- Activity: According to the film commentary below, which seasons does the film's analogy match to life's experiences?

- Page extract:
....................

Suffering is the badge of cruel human beings who take delight in inflicting cruelty on the poor, vulnerable, helpless, powerless! The film’s analogy in the seasons which come and go and brilliantly enshrined in the film for life’s experiences match the seasons of springtime, then summertime, fall and winter time – we make life hell in paradise or paradise in hell, depending on how hard we work on ourselves. How we weather the temptations of making life difficult for others who have done us no harm whatsoever! How high or lowdown are our standards of life and living?

....................

- Data shown:
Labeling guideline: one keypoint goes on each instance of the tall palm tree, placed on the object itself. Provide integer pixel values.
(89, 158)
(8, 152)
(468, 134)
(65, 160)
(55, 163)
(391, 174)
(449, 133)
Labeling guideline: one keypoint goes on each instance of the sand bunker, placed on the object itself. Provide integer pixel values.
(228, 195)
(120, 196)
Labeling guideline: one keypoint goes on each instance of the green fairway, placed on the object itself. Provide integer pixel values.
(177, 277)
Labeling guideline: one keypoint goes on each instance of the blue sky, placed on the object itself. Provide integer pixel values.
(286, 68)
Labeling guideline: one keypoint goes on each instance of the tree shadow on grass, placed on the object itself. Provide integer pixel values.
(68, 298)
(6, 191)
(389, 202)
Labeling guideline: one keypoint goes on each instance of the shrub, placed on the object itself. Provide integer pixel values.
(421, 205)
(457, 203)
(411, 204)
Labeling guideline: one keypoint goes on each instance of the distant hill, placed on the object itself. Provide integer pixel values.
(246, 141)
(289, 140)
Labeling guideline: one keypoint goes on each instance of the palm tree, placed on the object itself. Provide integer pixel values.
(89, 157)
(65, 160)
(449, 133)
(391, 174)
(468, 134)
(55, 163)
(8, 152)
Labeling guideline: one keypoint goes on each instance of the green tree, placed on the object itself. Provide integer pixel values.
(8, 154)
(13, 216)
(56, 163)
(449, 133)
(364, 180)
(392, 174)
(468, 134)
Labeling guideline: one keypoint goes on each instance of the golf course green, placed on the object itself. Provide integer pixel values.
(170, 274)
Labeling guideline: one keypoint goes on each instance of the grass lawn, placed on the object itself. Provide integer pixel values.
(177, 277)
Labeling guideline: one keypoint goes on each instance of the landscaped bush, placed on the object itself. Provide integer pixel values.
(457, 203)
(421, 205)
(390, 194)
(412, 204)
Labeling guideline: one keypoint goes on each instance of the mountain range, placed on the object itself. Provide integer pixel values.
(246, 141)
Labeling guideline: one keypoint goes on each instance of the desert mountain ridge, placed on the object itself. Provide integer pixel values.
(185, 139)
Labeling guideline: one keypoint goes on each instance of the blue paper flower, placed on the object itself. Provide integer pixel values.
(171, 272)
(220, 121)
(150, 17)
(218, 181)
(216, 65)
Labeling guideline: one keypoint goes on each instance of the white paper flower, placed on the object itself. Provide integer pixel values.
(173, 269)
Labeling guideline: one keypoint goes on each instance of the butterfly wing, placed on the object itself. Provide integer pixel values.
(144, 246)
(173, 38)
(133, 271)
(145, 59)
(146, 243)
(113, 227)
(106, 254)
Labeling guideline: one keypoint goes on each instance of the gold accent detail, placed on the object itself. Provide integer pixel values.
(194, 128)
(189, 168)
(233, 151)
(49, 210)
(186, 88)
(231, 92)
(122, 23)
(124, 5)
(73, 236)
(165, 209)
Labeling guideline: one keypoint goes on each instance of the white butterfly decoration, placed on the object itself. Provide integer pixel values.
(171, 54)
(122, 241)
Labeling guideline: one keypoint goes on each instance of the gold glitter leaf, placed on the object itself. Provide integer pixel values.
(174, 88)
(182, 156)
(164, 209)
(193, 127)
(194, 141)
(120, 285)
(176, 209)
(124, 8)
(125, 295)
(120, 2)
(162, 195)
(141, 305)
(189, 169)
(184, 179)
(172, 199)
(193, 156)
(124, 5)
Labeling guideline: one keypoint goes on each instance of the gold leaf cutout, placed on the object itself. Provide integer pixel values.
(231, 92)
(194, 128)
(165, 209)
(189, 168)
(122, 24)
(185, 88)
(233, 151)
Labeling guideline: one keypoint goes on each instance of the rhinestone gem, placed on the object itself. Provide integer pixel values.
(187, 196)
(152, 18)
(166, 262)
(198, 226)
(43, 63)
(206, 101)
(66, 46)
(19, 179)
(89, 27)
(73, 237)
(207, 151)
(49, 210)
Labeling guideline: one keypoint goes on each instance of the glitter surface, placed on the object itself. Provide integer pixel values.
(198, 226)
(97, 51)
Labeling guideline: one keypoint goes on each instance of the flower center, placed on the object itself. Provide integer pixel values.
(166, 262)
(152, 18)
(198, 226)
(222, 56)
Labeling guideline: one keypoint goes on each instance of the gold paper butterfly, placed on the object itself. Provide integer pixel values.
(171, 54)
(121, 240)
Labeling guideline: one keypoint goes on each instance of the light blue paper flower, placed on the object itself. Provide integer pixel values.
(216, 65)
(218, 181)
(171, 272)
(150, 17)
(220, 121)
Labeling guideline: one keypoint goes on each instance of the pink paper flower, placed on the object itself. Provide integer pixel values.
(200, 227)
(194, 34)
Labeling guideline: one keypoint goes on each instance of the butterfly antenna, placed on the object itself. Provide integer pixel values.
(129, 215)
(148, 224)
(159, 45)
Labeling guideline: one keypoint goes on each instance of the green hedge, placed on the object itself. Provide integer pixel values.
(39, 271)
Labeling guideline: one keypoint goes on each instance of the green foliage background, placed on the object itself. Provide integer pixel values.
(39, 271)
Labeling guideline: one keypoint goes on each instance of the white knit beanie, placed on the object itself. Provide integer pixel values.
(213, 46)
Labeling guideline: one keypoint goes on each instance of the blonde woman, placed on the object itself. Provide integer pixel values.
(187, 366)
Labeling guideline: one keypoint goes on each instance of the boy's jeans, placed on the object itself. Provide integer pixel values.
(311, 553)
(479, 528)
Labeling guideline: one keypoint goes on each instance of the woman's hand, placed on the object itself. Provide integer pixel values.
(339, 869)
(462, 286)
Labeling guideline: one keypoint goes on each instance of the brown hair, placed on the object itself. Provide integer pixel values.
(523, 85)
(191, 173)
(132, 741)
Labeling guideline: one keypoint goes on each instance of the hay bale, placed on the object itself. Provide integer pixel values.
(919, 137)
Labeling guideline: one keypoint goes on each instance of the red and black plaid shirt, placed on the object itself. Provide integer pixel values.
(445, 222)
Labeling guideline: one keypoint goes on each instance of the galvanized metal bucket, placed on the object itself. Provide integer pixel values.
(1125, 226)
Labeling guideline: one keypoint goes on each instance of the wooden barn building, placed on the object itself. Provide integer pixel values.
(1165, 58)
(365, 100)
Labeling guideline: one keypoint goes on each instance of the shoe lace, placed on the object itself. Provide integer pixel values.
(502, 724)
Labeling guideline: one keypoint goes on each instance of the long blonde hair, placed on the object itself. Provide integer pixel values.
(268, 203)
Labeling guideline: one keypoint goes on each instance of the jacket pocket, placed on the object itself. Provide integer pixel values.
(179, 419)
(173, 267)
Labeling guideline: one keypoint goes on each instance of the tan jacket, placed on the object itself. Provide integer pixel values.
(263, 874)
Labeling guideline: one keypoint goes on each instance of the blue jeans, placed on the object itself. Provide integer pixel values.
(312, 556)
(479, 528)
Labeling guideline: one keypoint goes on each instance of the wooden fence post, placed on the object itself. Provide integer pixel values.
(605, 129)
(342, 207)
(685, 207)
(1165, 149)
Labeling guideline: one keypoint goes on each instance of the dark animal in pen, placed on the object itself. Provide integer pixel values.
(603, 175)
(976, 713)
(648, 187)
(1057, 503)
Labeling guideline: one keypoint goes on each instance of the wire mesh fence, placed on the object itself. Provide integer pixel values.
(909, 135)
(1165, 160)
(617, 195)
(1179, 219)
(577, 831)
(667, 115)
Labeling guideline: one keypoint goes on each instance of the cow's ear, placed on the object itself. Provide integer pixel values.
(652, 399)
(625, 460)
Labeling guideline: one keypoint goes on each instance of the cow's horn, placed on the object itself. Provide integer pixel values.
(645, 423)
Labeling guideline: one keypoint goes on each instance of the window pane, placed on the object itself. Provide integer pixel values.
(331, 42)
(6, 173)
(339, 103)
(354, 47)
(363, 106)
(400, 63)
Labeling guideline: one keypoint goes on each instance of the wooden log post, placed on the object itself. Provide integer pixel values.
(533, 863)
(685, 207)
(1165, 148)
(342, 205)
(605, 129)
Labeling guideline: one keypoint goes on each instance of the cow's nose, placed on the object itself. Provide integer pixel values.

....................

- Written response: Springtime, summertime, fall and winter time.